§ **The exercise**: Copy out the data below line for line, with no changes. Leave the pictures out of your copy.

§ **Data supplied**:
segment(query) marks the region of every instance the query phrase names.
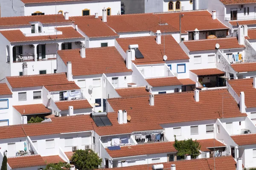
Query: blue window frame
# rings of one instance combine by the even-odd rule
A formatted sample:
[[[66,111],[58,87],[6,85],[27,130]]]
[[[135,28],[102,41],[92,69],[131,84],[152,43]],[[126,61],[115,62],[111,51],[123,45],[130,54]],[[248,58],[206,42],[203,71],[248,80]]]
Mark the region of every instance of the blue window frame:
[[[184,70],[180,70],[180,68],[179,69],[179,66],[180,67],[184,66]],[[186,64],[177,64],[177,73],[186,73]]]
[[[6,101],[7,102],[7,108],[0,108],[0,109],[8,109],[9,108],[9,99],[0,99],[0,102],[4,102],[4,101]],[[0,105],[1,107],[1,105]]]

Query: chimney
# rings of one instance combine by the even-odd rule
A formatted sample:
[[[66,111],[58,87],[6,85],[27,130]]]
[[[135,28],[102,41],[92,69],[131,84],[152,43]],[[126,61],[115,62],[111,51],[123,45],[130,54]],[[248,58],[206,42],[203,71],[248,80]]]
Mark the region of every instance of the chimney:
[[[119,124],[122,124],[124,123],[123,122],[123,114],[122,113],[122,110],[118,110],[118,112],[117,113],[117,122]],[[126,120],[127,119],[126,118]]]
[[[199,90],[195,90],[194,91],[194,98],[196,102],[199,101]]]
[[[99,13],[95,13],[95,18],[99,18]]]
[[[68,115],[69,116],[74,115],[74,108],[73,106],[70,106],[68,107]]]
[[[194,40],[199,40],[199,31],[198,28],[195,28],[194,33]]]
[[[240,112],[245,113],[245,104],[244,103],[244,93],[243,91],[240,92]]]
[[[154,106],[154,94],[149,94],[149,105],[151,106]]]
[[[157,44],[161,44],[161,31],[160,30],[157,31],[156,35],[157,35]]]
[[[64,17],[65,18],[65,20],[69,20],[69,13],[67,12],[64,12]]]
[[[107,22],[107,9],[104,7],[102,9],[102,21]]]
[[[82,58],[85,58],[85,44],[83,43],[80,47],[80,56]]]
[[[212,20],[216,19],[216,11],[212,11]]]
[[[68,81],[72,81],[72,65],[71,61],[67,62],[67,78]]]
[[[22,63],[22,75],[27,76],[28,75],[28,65],[26,62]]]

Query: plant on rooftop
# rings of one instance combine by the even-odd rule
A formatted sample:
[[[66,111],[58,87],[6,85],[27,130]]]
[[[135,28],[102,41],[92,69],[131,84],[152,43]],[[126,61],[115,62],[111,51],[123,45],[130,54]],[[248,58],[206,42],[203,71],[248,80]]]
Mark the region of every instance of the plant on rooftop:
[[[40,123],[43,121],[44,119],[41,117],[36,116],[35,118],[32,117],[28,121],[28,123]]]
[[[175,135],[174,147],[178,151],[177,156],[184,156],[185,155],[190,155],[191,158],[196,158],[199,155],[201,146],[196,140],[193,141],[191,138],[188,140],[178,141]]]
[[[102,160],[97,153],[90,149],[76,150],[71,158],[72,163],[79,170],[98,169]]]

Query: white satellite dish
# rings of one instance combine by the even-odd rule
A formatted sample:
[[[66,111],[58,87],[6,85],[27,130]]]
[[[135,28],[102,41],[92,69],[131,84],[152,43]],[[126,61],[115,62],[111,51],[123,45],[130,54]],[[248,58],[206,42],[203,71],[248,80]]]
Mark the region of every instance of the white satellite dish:
[[[220,48],[220,45],[217,43],[215,45],[215,47],[216,47],[217,49],[219,49]]]
[[[89,90],[93,90],[93,86],[92,86],[91,85],[89,85]]]
[[[167,56],[166,56],[166,55],[165,55],[164,56],[163,56],[163,60],[165,61],[166,61],[167,60]]]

§ **Output of the task**:
segment(query) marks the region of every instance the query phrase names.
Query: blue window frame
# rings of one instance combine by the even-odd rule
A formatted sample:
[[[66,111],[58,87],[6,85],[27,130]]]
[[[135,28],[102,41],[92,69],[131,84],[152,43]],[[126,61],[115,62],[111,51],[123,45],[130,54]],[[248,58],[206,42],[203,71],[248,80]]]
Mark the region of every instance of the blue window frame:
[[[184,70],[180,70],[180,68],[179,69],[179,66],[180,67],[184,66]],[[186,64],[177,64],[177,73],[186,73]]]
[[[6,101],[7,102],[7,108],[0,108],[0,109],[8,109],[9,108],[9,99],[0,99],[0,102],[4,102],[4,101]],[[0,105],[1,107],[1,105]]]

Query: chimney
# rings of one instance combine by the even-odd rule
A formatted sample:
[[[66,111],[58,87],[6,85],[27,130]]]
[[[135,28],[102,41],[92,69],[131,84],[152,43]],[[126,61],[115,62],[111,51],[123,45],[130,54]],[[248,58],[206,42],[203,71],[248,80]]]
Mark the region of every instance of the chimney:
[[[119,124],[122,124],[124,123],[123,122],[123,114],[122,113],[122,110],[118,110],[118,112],[117,113],[117,122]],[[126,120],[127,119],[126,118]]]
[[[199,90],[195,90],[194,91],[194,98],[196,102],[199,101]]]
[[[99,13],[95,13],[95,18],[99,18]]]
[[[68,115],[69,116],[74,115],[74,108],[73,106],[70,106],[68,107]]]
[[[194,40],[199,40],[199,31],[198,28],[195,28],[194,33]]]
[[[240,112],[245,113],[245,104],[244,103],[244,93],[243,91],[240,92]]]
[[[154,106],[154,94],[149,94],[149,105],[151,106]]]
[[[157,44],[161,44],[161,31],[160,30],[157,31],[156,35],[157,35]]]
[[[64,17],[65,18],[65,20],[69,20],[69,13],[67,12],[64,12]]]
[[[107,22],[107,9],[104,7],[102,9],[102,21]]]
[[[82,58],[85,58],[85,44],[83,43],[80,47],[80,56]]]
[[[212,20],[216,19],[216,11],[212,11]]]
[[[68,81],[72,81],[72,65],[71,61],[67,62],[67,78]]]
[[[22,63],[22,75],[27,76],[28,75],[28,65],[26,62]]]

Query: plant on rooftop
# rings of one instance combine by the even-odd rule
A formatted sample:
[[[66,111],[58,87],[6,85],[27,130]]]
[[[135,28],[102,41],[92,69],[131,84],[152,43]],[[126,61],[115,62],[111,51],[123,45],[130,54]],[[248,58],[206,42],[203,71],[248,80]]]
Mark the region of every instance of the plant on rooftop:
[[[40,123],[43,121],[44,119],[41,117],[36,116],[35,118],[32,117],[28,121],[28,123]]]
[[[175,135],[174,147],[178,151],[177,156],[184,156],[185,155],[190,155],[191,158],[196,158],[199,155],[201,146],[196,140],[193,141],[191,138],[188,140],[178,141]]]
[[[102,160],[97,153],[90,149],[76,150],[71,158],[72,163],[79,170],[98,169]]]

Query: white satellite dish
# rings of one instance combine by the even-odd rule
A formatted sample:
[[[66,111],[58,87],[6,85],[27,130]]]
[[[135,28],[102,41],[92,69],[131,84],[152,43]],[[126,61],[115,62],[111,51],[123,45],[130,54]],[[248,58],[206,42],[203,71],[248,80]]]
Mark the region of every instance of the white satellite dish:
[[[220,48],[220,45],[217,43],[215,45],[215,47],[216,47],[217,49],[219,49]]]
[[[89,90],[93,90],[93,86],[92,86],[91,85],[89,85]]]
[[[167,56],[166,56],[166,55],[165,55],[164,56],[163,56],[163,60],[165,61],[166,61],[167,60]]]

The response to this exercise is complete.